### EXCERPTED TEXT
But nowadays, modern technology has taken over, and Senator Fodrod hisownself is doing the calling!

Surely, somewhere in this world there is a person who has a telephone and will answer that phone, then listen patiently with great interest when the recorded voice of Fred Fodrod comes across the wires – well, no wires anymore: across the etheric, as Brother Dave Gardner used to say. These candidates are undoubtedly spending millions of bucks with the companies who make their recorded messages, then set up some kind of compooter program to automatically dial everyone’s number (how do they get those cell numbers?), wait for an answer, then send Mr. Fodrod’s happy earnest voice into your home or business asking for your vote.

I cannot imagine who would actually listen to such a recording. There are the same type calls now from many companies advertising their wares, or advising you on things you really don’t want advice on. My current favorite is the one which starts off, “This is Alice, with a word about your credit card problems… You don’t have any credit card problems, but….” I reckon not, Alice, we cut them up years ago, and I’m still not sure why you called, since I always hang up when I realize that it’s a recording that I’m listening to.

Really, does anyone anywhere actually listen to recorded calls?

I’d hate to think those folks are spending all that advertising money in vain.

Okay, I realize that the short answer is that the candidates are presenting their attributes for everyone to hear, so that we can make an intelligent choice in the voting booth. I’m all for intelligent choices when we vote; for too long we’ve been paying the price in America for the people we elect to office – the recent debt ceiling crisis being a case in point. Betcha a nickel that none of our esteemed congressmen and women are going to miss a paycheck, like they say may happen with folks on Social Security or VA benefits or Medicare, or whatever. Take care of Number One seems to be the mantra for the folks in Washington. Don’t you wish that we had no political parties, term limits on everyone, a law against raising your own pay or benefits, and a Flat Tax, doing away with countless bureaucrats?

Okay, Neill, you’re sounding like a cranky old man who had to spend two weeks in bed on ice packs answering the phones just before an election.

Maybe so. I apologize. But I’m all for going back to the way we were: voting for folks because we know and like them, or someone we know and like knows and likes them and asks us to vote for them – a real person, not a recording.

Or go back to flipping a coin in the voting booth, and look where that got us!

### WHAT NEEDS TO BE DONE
Condense the column's paragraph that begins "I cannot imagine who would actually listen" into a short bulleted list that keeps its main facts. The data comes from a separate source, unrelated to the column.

### DATA PROVIDED

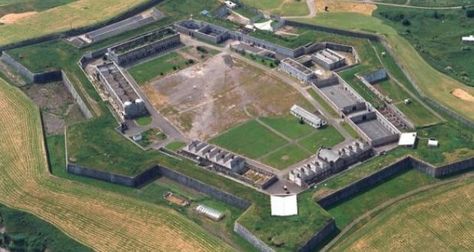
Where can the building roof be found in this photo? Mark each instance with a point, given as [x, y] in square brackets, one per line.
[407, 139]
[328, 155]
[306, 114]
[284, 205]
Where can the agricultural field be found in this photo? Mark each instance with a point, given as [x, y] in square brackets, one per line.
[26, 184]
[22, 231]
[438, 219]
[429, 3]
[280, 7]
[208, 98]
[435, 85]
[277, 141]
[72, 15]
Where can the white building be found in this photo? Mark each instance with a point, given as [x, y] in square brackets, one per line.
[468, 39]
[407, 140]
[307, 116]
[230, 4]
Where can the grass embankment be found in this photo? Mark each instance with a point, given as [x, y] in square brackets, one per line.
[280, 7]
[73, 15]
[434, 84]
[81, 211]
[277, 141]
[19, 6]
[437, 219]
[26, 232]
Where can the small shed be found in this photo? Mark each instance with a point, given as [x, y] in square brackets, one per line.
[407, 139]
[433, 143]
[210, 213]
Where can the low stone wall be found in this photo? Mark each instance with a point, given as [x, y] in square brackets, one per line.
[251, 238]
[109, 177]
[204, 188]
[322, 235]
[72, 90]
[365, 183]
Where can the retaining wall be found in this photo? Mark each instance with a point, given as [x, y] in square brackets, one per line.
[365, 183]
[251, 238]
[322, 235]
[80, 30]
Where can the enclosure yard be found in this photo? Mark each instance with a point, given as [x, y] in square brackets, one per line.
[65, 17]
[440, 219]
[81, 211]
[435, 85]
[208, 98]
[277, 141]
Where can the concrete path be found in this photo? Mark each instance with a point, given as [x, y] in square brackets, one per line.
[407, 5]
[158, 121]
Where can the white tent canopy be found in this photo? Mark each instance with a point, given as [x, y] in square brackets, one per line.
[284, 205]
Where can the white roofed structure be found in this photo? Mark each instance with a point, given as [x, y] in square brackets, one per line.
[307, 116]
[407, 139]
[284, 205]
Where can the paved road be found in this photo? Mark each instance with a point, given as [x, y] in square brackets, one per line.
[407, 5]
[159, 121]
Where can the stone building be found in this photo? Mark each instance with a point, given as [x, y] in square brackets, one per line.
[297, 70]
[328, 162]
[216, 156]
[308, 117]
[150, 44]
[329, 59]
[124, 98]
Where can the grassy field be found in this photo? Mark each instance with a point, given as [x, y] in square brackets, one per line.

--

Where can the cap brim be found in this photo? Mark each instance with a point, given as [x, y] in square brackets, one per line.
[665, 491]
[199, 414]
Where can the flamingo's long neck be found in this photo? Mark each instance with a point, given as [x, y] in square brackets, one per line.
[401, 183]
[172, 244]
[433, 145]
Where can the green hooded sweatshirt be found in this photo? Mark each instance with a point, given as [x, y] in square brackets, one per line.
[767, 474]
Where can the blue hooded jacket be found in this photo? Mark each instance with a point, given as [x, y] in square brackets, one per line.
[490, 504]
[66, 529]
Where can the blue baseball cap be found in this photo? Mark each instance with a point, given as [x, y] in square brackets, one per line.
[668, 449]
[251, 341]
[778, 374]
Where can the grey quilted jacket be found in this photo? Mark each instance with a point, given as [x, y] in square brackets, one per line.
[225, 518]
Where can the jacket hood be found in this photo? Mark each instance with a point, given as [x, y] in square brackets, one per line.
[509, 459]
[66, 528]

### SOLUTION
- The writer can't imagine anyone actually listening to such recordings.
- Many companies make the same kind of calls, advertising their wares or offering advice people don't want.
- The writer's current favorite starts with "This is Alice, with a word about your credit card problems…" and then says the listener doesn't have any.
- The writer has no credit card problems, having cut the cards up years ago.
- The writer always hangs up on realizing the call is a recording.